[BEGIN AVAILABLE RECORDS]

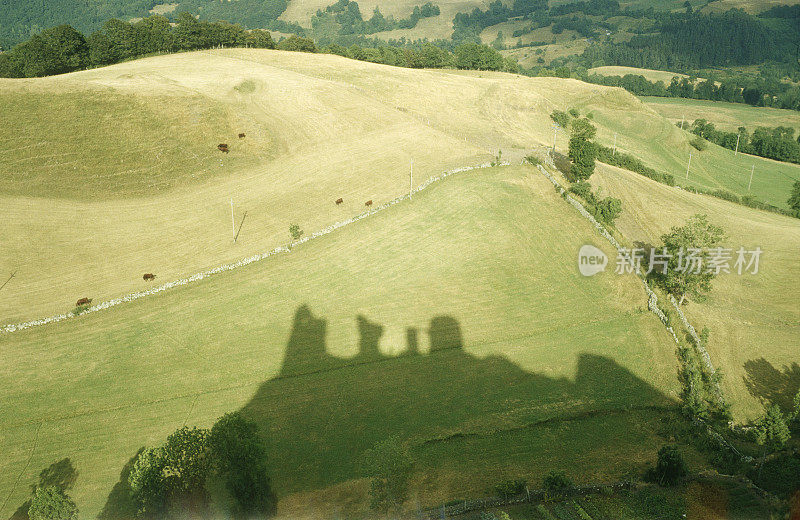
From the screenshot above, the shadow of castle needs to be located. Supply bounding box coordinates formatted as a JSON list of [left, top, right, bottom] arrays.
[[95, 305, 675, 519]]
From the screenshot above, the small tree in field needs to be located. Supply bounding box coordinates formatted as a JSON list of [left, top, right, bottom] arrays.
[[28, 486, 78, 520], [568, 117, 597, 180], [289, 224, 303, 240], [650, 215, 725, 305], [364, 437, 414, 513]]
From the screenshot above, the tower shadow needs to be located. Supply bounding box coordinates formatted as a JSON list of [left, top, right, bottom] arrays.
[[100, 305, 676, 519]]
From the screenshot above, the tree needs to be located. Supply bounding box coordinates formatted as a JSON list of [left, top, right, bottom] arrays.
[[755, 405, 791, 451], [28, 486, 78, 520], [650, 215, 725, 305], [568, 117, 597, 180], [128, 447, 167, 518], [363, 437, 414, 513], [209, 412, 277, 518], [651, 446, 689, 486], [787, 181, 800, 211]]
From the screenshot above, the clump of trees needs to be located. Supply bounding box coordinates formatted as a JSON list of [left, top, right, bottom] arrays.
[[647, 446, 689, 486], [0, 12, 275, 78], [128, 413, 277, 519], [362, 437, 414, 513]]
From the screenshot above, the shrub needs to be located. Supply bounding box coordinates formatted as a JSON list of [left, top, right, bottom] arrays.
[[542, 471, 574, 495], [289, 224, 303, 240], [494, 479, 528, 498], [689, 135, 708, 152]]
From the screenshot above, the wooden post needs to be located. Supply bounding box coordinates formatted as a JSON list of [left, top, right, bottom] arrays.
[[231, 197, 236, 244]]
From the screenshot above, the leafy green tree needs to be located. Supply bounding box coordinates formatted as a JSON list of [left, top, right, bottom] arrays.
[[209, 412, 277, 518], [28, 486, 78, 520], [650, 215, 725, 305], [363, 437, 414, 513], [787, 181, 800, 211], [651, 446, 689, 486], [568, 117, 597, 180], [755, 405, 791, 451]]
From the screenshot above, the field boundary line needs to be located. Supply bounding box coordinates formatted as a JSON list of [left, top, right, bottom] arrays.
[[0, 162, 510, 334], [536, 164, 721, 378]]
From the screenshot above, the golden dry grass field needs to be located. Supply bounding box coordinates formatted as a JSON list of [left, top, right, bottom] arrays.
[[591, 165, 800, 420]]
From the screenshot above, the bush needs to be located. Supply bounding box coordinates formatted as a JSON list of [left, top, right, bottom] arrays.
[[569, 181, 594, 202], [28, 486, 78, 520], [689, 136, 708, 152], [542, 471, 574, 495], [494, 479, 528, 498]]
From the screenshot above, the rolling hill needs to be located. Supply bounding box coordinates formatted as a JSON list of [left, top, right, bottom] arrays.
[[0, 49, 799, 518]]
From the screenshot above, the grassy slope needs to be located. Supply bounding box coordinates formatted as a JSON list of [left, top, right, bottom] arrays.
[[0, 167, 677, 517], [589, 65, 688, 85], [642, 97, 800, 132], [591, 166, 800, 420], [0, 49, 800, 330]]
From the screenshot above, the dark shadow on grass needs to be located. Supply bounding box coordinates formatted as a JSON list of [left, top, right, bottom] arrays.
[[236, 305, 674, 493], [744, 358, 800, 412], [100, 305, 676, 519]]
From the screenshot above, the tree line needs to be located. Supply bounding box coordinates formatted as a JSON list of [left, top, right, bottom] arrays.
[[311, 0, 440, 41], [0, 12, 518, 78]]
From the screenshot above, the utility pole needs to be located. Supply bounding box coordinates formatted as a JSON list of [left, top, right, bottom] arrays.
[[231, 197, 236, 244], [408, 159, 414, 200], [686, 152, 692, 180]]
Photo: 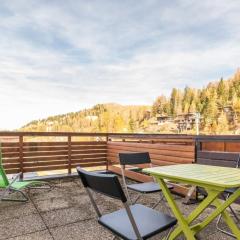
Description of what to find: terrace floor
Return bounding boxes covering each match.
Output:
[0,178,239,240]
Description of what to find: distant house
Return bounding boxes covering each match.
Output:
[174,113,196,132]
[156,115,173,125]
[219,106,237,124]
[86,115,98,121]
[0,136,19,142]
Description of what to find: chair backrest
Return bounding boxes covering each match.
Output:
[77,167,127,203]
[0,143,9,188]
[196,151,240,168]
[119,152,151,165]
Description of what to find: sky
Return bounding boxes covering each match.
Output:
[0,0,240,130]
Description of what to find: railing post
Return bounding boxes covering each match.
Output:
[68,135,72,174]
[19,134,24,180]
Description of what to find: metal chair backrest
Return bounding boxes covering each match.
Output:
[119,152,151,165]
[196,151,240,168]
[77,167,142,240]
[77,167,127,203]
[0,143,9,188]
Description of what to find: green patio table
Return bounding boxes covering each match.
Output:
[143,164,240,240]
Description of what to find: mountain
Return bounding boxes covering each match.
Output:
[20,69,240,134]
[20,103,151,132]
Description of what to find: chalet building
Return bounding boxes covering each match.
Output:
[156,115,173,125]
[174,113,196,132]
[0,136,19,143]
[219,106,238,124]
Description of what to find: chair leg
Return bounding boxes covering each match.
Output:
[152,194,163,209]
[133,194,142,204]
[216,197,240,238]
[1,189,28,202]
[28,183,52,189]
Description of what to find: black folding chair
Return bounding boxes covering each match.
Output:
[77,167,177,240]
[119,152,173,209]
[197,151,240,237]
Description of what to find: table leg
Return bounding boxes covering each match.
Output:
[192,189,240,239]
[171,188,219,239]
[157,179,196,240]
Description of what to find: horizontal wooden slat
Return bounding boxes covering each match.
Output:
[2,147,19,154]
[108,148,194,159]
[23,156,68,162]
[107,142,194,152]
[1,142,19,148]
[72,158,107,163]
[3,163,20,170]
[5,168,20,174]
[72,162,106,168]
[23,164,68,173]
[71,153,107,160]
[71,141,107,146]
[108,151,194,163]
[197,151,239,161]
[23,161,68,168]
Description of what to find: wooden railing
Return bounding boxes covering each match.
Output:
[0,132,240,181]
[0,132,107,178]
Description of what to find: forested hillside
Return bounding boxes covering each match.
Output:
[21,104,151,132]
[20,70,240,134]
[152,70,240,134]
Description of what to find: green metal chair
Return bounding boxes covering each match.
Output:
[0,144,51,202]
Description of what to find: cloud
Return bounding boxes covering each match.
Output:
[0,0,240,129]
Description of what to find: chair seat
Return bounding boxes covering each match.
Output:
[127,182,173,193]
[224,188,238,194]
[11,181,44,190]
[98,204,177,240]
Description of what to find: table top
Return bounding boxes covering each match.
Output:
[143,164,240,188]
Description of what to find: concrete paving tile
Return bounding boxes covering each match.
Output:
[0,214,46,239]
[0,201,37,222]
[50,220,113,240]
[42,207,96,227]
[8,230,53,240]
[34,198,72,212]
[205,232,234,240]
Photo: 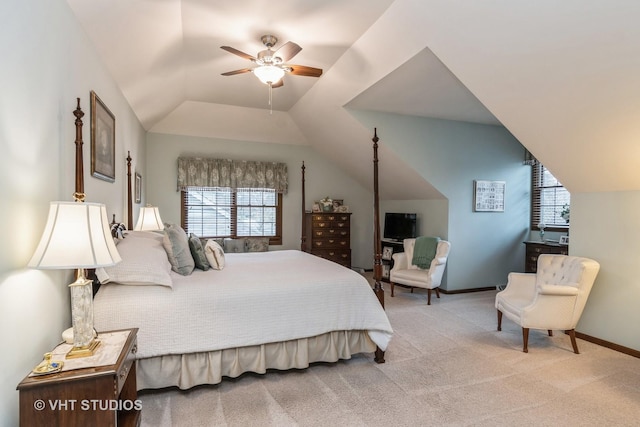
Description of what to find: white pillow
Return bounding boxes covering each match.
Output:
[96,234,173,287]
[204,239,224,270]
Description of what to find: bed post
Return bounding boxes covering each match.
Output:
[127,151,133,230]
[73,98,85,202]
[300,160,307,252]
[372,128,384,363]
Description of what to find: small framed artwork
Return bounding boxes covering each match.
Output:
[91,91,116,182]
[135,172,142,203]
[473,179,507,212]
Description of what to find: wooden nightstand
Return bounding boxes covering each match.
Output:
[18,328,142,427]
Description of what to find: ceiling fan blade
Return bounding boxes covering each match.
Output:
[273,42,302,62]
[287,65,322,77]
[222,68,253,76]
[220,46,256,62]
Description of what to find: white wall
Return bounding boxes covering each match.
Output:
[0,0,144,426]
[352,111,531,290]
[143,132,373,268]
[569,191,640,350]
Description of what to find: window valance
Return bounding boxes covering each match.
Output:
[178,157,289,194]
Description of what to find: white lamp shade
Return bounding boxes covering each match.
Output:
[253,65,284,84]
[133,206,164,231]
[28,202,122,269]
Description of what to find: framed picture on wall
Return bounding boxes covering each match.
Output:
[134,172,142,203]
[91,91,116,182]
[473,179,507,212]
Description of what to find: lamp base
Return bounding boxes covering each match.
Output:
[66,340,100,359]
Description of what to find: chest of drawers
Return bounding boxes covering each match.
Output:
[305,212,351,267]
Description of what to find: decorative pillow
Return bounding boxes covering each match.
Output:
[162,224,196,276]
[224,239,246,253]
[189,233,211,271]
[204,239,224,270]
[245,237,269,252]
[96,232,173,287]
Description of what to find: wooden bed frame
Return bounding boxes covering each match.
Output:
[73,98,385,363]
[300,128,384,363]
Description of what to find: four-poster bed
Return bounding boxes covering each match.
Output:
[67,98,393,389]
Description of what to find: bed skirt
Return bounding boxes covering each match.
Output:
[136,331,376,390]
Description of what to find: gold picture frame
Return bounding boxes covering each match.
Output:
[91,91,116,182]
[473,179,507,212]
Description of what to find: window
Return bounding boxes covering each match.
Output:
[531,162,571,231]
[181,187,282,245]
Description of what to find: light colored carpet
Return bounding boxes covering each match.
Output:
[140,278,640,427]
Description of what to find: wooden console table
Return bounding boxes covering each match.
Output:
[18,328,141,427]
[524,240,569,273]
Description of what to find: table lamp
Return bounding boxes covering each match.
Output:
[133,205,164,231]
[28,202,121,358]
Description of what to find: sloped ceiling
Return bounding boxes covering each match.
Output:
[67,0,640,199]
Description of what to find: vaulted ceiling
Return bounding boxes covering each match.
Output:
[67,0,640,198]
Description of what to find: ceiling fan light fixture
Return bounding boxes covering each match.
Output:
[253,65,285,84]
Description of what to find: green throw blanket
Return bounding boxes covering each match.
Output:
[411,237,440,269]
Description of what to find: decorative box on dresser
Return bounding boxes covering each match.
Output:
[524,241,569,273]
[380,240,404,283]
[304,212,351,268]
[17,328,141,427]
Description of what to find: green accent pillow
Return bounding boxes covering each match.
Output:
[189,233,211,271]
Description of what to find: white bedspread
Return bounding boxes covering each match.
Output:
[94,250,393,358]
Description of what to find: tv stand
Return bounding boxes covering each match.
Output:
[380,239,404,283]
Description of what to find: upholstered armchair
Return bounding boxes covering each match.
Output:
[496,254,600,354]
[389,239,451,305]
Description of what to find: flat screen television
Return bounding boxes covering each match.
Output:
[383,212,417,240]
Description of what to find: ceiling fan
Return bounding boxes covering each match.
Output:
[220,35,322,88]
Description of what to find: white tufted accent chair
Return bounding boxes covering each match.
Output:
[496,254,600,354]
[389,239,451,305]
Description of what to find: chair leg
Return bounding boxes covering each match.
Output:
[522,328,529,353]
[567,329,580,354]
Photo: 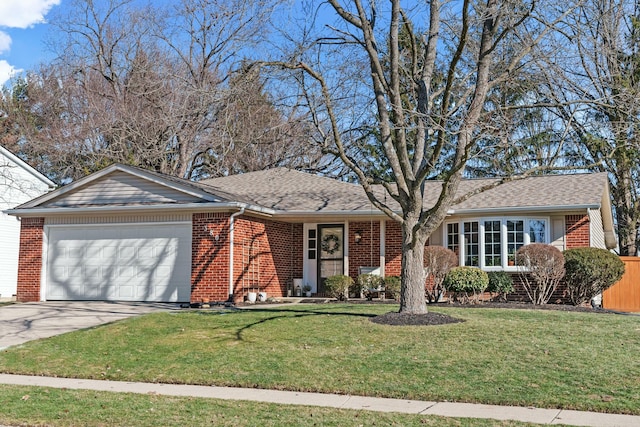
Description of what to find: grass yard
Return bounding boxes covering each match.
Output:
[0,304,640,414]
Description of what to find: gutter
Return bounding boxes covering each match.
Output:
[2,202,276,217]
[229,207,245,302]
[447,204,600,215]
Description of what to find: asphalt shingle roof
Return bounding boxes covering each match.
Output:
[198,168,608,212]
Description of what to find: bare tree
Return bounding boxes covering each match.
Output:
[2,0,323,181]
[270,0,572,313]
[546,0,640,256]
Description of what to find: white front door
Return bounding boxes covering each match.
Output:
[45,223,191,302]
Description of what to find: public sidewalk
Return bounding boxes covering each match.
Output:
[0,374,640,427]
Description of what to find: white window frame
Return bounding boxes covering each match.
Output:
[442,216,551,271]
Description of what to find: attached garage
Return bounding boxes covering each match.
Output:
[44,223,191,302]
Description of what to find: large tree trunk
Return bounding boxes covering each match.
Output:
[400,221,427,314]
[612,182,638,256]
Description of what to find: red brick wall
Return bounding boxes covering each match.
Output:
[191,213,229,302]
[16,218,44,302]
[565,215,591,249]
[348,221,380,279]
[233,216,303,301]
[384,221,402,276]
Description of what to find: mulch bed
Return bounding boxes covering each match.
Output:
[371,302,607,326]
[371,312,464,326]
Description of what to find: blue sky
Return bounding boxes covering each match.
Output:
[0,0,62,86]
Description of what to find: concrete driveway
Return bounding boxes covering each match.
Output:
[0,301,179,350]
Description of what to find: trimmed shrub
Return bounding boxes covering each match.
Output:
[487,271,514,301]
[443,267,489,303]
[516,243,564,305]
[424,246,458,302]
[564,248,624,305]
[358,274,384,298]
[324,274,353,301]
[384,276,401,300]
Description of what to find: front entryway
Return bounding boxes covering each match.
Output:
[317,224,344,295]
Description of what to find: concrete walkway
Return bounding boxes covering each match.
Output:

[END AVAILABLE RECORDS]

• TASK DIRECTIONS: Could you copy out the material word for word, beginning at the line that contains "From the screenshot above, the wooden" and stopping after the line that contains "[[311, 0, 440, 41], [0, 12, 518, 78]]"?

• SOLUTION TO THIS TASK:
From the screenshot above, the wooden post needs to be located. Supply bounding box coordinates formatted as a JSON list of [left, top, right, bottom] arrays.
[[231, 197, 236, 244]]
From the screenshot above, the leafy green tree needs to be located. Supply bounding box coordinates formatted as a JSON list of [left, top, right, bottom] arrays.
[[209, 412, 277, 518], [28, 486, 78, 520], [650, 215, 725, 305], [363, 437, 414, 513], [787, 181, 800, 211], [651, 446, 689, 486], [568, 117, 597, 180], [755, 405, 791, 451]]
From the screenshot above, the field boundary line needs to be located. Supply bounding box coordinates formatted as a JSON list of [left, top, right, bottom] arrays.
[[0, 162, 510, 334], [536, 164, 721, 378]]
From the screenshot above, the golden dry grass field needs to be located. Supply bounding box coordinates formatted as a JSON list of [left, top, right, bottom] arrays.
[[591, 165, 800, 420]]
From the screenshot above, the bush needs to be located. Supply bounding box coordinates formatted as a JSON list of [left, top, right, bottom] arrays.
[[569, 181, 594, 202], [28, 486, 78, 520], [689, 136, 708, 152], [542, 471, 574, 495], [494, 479, 528, 498]]
From the screenshot above, the rolling hill needs to be located. Supply bounding box coordinates formatted as a JSON list of [left, top, right, bottom] arrays.
[[0, 49, 799, 518]]
From the screenshot above, the grassy slope needs to be located. Supply bounding box coordinates formatted as a JSON list of [left, top, right, bottom] arrays.
[[0, 167, 677, 517], [589, 65, 688, 85], [642, 97, 800, 132], [591, 166, 800, 420], [0, 49, 800, 330]]
From the screenshot above, the dark shadow on grass needs to be located. Supply bounding box coordinates formatted as a JSON list of [left, top, right, bottom] arrays.
[[236, 305, 674, 493], [744, 358, 800, 412], [100, 305, 676, 519]]
From the screenshot above, the tree line needs to be located. Supply bounding box coordinates formatted as a JSON list of [left, top, right, bottom] arrays.
[[311, 0, 440, 41], [0, 12, 518, 78]]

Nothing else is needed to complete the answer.